[Rows from a dataset]
##########

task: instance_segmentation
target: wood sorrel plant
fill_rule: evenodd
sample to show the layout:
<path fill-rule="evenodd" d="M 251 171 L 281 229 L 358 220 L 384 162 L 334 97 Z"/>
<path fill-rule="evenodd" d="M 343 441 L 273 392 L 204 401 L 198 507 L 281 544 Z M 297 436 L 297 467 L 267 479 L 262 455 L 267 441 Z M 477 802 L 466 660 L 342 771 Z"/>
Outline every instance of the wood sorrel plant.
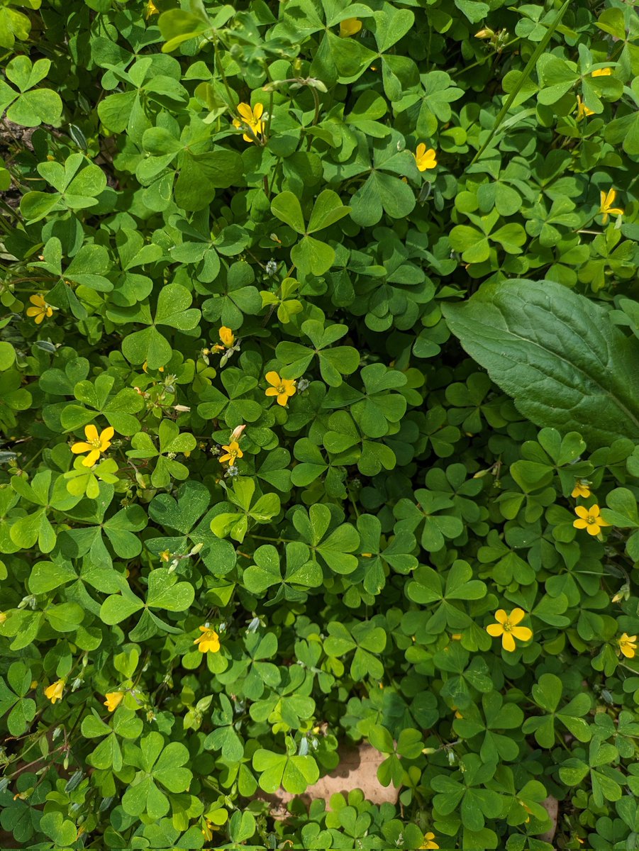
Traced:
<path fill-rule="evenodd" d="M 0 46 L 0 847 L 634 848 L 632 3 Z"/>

##########

## PROBLEM TO SOLVE
Please return all of the entries above word for word, leaving out the pictures.

## RESULT BELOW
task: instance_segmentation
target: wood sorrel plant
fill_rule: evenodd
sample to show the layout:
<path fill-rule="evenodd" d="M 251 171 L 281 229 L 358 220 L 384 162 L 334 97 Z"/>
<path fill-rule="evenodd" d="M 343 441 L 273 392 L 204 401 L 198 507 L 281 544 Z M 297 436 L 297 467 L 267 479 L 262 455 L 267 441 Z M 477 802 L 466 660 L 342 771 Z"/>
Outline every instance of the wood sorrel plant.
Traced:
<path fill-rule="evenodd" d="M 0 46 L 0 847 L 634 848 L 632 3 Z"/>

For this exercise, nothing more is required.